Page:
──────────

UNITED STATES DISTRICT COURT FOR THE NORTHERN DISTRICT OF WEST VIRGINIA MARTINSBURG
Jul 18, 2019
Criminal No.: 3:15-CR-26 (N.D.W. Va. Jul. 18, 2019)

Opinion

Criminal No.: 3:15-CR-26 Civil No.: 3:18-CV-20

07-18-2019

THOMAS JAMES KING, Petitioner, v. UNITED STATES OF AMERICA, Respondent.


(GROH)

REPORT AND RECOMMENDATION

I. INTRODUCTION

All CM/ECF numbers cited herein refer to Petitioner's criminal case, 3:15-CR-26.

On February 5, 2018, the pro se Petitioner filed a Motion to Vacate, Set Aside or Correct Sentence pursuant to 28 U.S.C. § 2255. ECF No. 74. According to the docket, Petitioner is currently incarcerated at River North Correctional Center. Id. This matter is pending before the undersigned for an initial review and Report and Recommendation pursuant to LR PL P 2 and 28 U.S.C. § 1915A.

II. FACTS

A. Conviction and Sentence

On July 21, 2015, Petitioner was charged in a one count indictment with being a Felon in Possession of Firearms, in violation of Title 18, United States Code, Sections 922(g)(1) and 924(a)(2). ECF No. 1. On June 10, 2016, pursuant to a written plea agreement, Petitioner entered his guilty plea to Count One of the indictment. ECF No. 42. On September 27, 2016, this Court adjudged Petitioner guilty of the offense of Felon in Possession of a Firearm and sentenced the petitioner to a term of 110 months' imprisonment followed by 3 years' supervised release. ECF No. 52 at 2 - 3.

B. Appeal

Petitioner did not pursue a direct appeal.

Petitioner's deadline to file an appeal expired on October 11, 2016. Id. On October 13, 2016, Petitioner filed a Motion for Extension of Time to File. ECF No. 57. On October 24, 2016, this Court denied Petitioner's motion as untimely. ECF No. 59.

──────────

Data supplied:
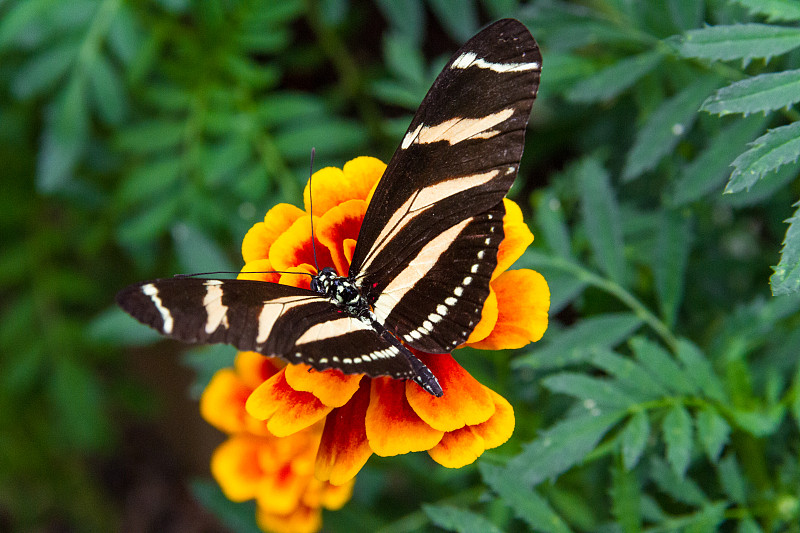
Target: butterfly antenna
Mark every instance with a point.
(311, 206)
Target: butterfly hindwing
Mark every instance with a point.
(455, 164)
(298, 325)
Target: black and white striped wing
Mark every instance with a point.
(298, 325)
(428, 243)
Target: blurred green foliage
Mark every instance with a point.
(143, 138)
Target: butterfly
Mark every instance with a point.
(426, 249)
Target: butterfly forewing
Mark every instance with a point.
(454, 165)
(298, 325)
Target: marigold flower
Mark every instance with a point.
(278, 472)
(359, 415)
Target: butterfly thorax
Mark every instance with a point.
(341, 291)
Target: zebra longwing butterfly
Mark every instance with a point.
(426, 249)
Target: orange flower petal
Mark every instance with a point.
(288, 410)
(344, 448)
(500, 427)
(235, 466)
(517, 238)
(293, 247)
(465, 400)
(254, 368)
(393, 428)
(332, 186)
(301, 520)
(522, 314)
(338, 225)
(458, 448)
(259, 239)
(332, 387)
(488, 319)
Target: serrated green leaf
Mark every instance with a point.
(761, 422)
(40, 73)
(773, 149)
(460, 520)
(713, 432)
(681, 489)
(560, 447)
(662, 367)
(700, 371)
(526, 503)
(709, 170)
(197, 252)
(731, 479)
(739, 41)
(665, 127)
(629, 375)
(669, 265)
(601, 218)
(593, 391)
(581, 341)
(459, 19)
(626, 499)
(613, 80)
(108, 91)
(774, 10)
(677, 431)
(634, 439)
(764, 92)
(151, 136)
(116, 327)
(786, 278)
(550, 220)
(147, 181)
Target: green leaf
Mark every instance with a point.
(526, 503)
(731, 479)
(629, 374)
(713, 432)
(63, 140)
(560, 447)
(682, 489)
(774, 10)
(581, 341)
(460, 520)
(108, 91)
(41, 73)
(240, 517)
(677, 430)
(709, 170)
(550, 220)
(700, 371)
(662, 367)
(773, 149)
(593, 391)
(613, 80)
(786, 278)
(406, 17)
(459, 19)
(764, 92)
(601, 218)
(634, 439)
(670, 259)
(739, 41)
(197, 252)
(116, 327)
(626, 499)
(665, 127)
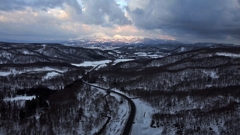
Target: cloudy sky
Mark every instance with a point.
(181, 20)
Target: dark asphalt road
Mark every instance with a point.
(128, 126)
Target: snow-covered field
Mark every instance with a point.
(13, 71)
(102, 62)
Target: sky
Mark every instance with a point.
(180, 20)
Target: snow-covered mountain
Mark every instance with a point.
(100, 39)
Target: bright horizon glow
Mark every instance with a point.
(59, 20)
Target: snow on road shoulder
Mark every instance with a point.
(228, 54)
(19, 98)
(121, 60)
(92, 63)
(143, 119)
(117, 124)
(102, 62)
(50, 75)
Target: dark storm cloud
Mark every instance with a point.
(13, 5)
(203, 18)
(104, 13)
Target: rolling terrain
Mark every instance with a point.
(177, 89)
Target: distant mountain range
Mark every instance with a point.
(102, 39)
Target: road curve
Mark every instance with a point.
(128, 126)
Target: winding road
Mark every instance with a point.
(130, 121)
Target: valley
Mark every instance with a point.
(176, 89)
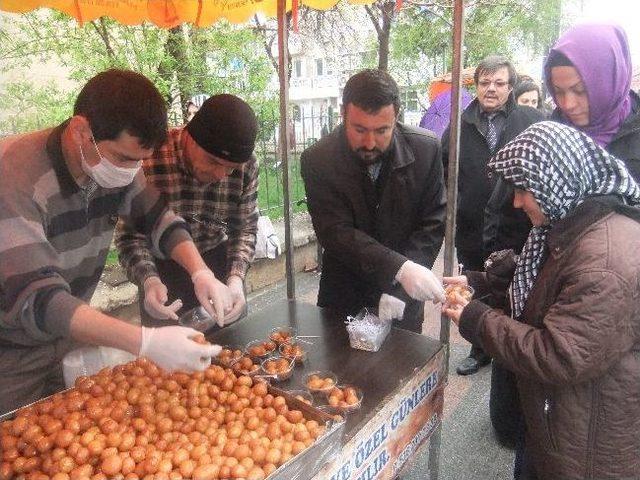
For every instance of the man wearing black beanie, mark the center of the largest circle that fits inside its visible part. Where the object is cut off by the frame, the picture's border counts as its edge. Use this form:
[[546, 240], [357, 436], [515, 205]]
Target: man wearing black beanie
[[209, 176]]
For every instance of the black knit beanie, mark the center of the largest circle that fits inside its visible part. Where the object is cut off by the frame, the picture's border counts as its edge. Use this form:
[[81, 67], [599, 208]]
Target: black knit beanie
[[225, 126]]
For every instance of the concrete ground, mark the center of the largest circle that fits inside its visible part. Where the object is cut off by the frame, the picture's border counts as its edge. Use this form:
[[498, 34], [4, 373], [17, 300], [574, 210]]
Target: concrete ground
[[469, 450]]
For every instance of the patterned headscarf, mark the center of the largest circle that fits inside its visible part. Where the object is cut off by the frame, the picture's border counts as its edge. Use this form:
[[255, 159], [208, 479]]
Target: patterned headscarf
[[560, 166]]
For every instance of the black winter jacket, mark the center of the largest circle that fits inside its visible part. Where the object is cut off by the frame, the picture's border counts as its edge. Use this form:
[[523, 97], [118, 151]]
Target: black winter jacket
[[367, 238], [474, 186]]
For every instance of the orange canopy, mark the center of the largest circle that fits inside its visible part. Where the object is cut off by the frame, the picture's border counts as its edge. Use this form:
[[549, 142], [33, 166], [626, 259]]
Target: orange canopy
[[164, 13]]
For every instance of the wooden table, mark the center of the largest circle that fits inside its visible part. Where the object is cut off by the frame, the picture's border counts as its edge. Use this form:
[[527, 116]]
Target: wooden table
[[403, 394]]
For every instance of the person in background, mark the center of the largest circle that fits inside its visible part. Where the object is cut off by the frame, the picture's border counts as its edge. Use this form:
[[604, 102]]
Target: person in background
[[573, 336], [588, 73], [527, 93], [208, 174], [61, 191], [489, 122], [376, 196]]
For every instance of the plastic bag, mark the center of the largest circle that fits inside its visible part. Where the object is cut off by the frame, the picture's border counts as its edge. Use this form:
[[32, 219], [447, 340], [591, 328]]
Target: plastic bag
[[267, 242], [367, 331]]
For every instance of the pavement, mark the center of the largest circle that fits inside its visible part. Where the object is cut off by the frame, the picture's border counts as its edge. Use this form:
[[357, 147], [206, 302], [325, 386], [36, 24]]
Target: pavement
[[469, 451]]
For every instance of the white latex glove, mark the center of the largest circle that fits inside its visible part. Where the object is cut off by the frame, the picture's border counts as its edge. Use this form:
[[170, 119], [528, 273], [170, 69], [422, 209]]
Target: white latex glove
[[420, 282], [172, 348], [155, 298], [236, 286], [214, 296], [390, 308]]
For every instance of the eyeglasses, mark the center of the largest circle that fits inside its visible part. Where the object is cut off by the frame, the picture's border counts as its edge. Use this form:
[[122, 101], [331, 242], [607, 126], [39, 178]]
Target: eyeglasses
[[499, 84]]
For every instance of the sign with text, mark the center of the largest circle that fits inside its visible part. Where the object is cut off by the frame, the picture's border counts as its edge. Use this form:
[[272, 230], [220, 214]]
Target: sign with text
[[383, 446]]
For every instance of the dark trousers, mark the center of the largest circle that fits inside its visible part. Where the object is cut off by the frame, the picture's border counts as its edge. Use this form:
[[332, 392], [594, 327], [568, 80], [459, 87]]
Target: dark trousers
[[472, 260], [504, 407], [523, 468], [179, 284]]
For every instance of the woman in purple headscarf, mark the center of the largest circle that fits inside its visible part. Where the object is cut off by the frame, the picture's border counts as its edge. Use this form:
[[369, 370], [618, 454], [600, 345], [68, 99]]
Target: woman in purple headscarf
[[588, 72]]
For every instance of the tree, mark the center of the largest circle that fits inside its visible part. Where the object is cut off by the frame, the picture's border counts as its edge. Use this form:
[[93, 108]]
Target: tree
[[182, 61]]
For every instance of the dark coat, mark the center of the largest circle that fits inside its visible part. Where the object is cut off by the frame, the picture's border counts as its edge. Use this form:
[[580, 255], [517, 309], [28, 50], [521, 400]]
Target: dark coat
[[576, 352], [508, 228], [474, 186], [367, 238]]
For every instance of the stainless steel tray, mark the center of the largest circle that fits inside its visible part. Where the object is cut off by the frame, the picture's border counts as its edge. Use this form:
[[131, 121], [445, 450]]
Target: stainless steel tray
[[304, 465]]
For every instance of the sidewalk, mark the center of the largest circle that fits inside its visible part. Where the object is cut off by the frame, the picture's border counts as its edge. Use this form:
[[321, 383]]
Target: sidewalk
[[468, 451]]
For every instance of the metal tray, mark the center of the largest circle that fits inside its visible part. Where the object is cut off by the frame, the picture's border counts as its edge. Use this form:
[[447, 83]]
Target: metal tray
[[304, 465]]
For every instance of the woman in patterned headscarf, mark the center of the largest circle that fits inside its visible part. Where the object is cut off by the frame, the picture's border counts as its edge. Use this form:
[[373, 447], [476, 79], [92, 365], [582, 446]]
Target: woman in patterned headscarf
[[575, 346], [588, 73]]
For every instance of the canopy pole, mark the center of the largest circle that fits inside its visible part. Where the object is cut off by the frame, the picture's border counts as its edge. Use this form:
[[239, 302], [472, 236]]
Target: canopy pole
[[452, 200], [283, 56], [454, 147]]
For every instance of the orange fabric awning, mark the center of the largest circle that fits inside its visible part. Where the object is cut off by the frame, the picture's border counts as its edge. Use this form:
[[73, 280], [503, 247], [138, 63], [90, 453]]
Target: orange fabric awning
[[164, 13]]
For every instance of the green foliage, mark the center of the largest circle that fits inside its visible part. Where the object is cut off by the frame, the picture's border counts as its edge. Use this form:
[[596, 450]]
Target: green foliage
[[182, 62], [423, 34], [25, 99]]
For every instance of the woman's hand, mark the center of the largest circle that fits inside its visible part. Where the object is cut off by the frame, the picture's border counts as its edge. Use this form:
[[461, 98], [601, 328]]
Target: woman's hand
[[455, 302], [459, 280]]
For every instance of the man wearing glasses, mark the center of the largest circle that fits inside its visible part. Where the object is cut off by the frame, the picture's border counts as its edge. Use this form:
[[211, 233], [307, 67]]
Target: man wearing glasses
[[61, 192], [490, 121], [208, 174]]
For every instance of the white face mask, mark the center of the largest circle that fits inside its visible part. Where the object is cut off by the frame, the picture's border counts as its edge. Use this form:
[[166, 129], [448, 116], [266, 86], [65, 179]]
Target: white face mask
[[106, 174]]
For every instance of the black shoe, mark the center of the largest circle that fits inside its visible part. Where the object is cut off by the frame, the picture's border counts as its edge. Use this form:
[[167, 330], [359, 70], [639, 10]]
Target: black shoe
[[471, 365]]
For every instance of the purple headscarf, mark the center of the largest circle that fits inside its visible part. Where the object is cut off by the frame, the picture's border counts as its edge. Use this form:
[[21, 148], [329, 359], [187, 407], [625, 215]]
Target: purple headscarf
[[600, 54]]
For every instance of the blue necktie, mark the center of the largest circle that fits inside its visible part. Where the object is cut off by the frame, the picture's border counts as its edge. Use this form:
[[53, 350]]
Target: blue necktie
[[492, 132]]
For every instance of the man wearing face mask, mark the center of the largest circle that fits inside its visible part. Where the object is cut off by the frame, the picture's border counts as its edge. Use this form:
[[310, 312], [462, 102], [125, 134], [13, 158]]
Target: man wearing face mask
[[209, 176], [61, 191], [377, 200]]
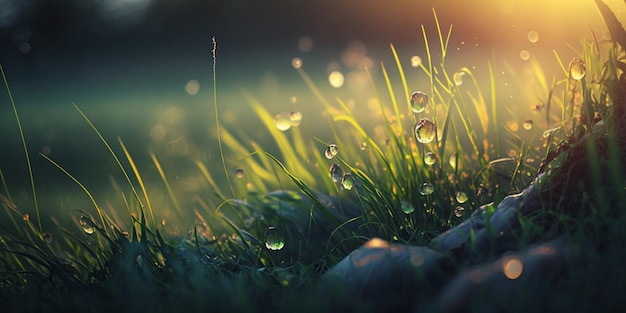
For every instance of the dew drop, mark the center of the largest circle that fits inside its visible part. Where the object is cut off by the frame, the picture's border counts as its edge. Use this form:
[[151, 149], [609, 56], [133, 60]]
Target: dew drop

──────────

To-do list:
1. List every ECF number that the court report cites, in the order it first appears.
2. From the rows, duplicate the line containing "For every instance of the blue" up to and including the line containing "[[492, 132]]".
The rows have nothing to do with the court report.

Task-by-task outputs:
1. ECF No. 74, ECF No. 1, ECF No. 42, ECF No. 52, ECF No. 57, ECF No. 59

2.
For every instance of the blue necktie, mark the center of the largest circle that fits inside its visible part. Where the object is cut off by the frame, the picture's border counts as its edge. Use this form:
[[53, 350]]
Target: blue necktie
[[492, 132]]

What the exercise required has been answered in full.